[Opening Entries supplied section]
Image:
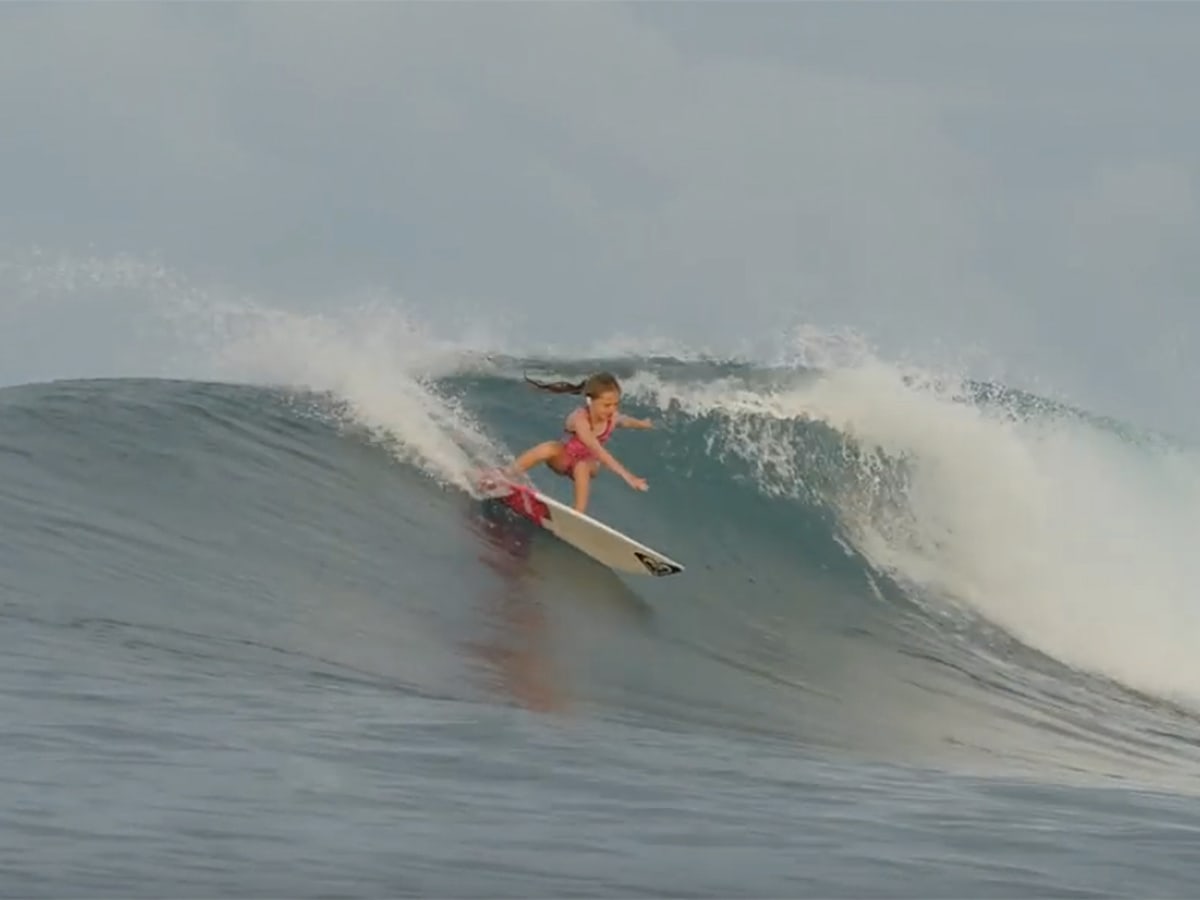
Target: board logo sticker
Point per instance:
(654, 565)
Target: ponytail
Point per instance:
(592, 387)
(558, 387)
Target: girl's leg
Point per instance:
(583, 473)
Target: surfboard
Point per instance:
(600, 541)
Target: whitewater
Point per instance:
(259, 637)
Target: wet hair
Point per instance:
(591, 387)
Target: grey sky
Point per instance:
(1013, 179)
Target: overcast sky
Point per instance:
(1018, 179)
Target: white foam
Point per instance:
(371, 354)
(1072, 538)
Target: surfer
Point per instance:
(581, 451)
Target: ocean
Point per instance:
(935, 639)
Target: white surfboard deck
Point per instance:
(603, 543)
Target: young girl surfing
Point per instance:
(581, 451)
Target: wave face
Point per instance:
(282, 603)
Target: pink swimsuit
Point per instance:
(577, 451)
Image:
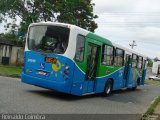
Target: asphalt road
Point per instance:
(16, 97)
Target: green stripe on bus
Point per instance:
(98, 38)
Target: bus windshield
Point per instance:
(48, 39)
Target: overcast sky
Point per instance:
(123, 21)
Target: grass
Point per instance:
(10, 70)
(152, 82)
(151, 110)
(152, 107)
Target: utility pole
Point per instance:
(133, 44)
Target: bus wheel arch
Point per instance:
(108, 87)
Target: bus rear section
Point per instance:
(44, 63)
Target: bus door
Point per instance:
(126, 70)
(91, 67)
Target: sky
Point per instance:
(123, 21)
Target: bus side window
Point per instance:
(119, 57)
(80, 48)
(140, 62)
(107, 55)
(134, 60)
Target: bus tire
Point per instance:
(108, 88)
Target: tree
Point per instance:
(78, 12)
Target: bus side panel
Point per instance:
(117, 78)
(53, 79)
(143, 76)
(78, 82)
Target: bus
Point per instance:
(69, 59)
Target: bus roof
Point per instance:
(90, 35)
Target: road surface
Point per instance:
(16, 97)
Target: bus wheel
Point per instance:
(134, 88)
(108, 88)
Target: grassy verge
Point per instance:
(10, 70)
(153, 82)
(151, 109)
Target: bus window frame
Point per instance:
(141, 63)
(81, 61)
(116, 55)
(103, 46)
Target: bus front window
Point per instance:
(49, 39)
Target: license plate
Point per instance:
(42, 73)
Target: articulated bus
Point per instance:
(69, 59)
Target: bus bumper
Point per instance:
(58, 86)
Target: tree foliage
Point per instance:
(77, 12)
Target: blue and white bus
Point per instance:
(69, 59)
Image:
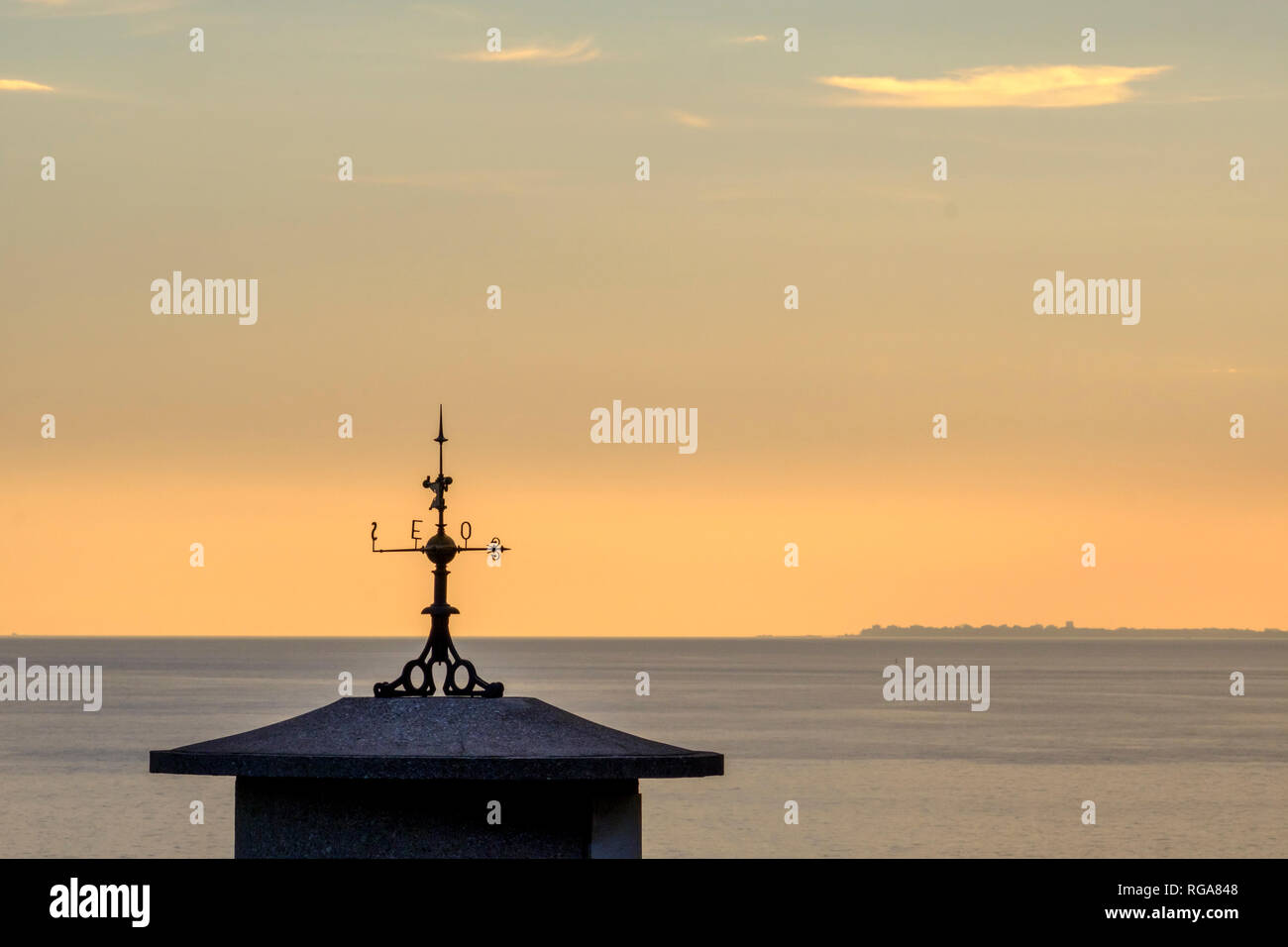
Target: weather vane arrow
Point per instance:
(417, 678)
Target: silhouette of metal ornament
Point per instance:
(460, 680)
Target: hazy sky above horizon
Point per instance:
(767, 169)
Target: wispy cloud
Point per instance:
(579, 52)
(690, 120)
(997, 86)
(91, 8)
(22, 85)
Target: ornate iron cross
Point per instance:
(417, 678)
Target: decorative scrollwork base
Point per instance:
(473, 685)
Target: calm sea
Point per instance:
(1144, 728)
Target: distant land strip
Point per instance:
(1067, 630)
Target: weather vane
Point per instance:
(441, 549)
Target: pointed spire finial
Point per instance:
(441, 438)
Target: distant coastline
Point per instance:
(1067, 630)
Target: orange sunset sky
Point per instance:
(767, 169)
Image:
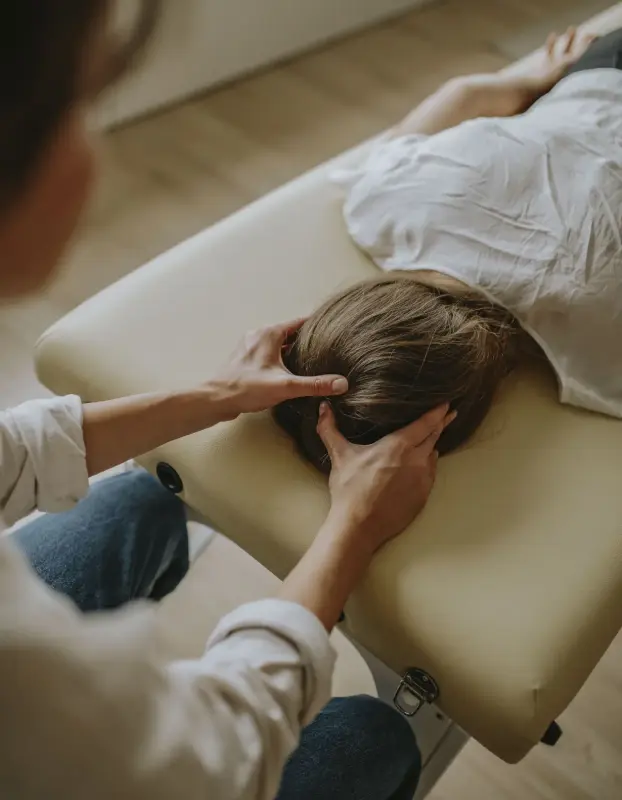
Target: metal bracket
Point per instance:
(415, 689)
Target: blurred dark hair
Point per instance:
(45, 46)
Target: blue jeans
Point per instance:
(128, 540)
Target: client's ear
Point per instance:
(298, 418)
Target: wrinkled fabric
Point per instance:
(527, 209)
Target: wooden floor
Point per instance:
(167, 177)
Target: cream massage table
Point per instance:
(499, 601)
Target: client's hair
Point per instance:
(405, 347)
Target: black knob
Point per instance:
(552, 735)
(169, 478)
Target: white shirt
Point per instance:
(527, 209)
(89, 710)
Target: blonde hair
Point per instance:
(405, 347)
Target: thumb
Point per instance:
(318, 386)
(328, 432)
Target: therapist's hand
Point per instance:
(256, 378)
(376, 490)
(380, 488)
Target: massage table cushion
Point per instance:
(508, 588)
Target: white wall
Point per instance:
(201, 43)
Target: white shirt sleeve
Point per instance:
(90, 710)
(42, 457)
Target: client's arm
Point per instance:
(501, 94)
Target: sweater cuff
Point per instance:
(300, 629)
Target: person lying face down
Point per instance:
(405, 347)
(503, 235)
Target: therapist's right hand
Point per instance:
(381, 488)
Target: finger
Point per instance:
(551, 39)
(571, 33)
(419, 430)
(328, 432)
(433, 462)
(426, 431)
(317, 386)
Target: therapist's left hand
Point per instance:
(256, 378)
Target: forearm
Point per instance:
(329, 571)
(470, 97)
(118, 430)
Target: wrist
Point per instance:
(219, 401)
(350, 530)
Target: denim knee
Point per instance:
(358, 747)
(146, 501)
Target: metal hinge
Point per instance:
(415, 689)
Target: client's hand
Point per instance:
(256, 378)
(381, 488)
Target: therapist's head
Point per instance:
(55, 57)
(405, 348)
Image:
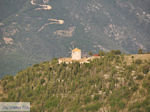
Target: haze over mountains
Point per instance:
(37, 30)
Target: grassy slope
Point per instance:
(108, 83)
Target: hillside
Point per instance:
(33, 31)
(105, 84)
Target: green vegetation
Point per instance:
(105, 84)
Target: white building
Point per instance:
(76, 54)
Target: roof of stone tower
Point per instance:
(76, 49)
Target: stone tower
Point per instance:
(76, 54)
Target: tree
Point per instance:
(101, 53)
(90, 53)
(140, 51)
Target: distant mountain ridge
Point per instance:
(39, 30)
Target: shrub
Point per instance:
(145, 69)
(140, 77)
(138, 61)
(92, 107)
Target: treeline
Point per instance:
(105, 84)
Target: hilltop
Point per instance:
(33, 31)
(108, 83)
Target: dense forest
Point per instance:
(107, 84)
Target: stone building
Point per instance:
(76, 54)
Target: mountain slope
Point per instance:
(39, 30)
(105, 84)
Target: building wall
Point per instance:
(76, 55)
[Closing Entries supplied section]
Every line above holding the string "distant" should be listed.

→ **Result below**:
Target: distant land strip
Target: distant coastline
Target: distant mountain ridge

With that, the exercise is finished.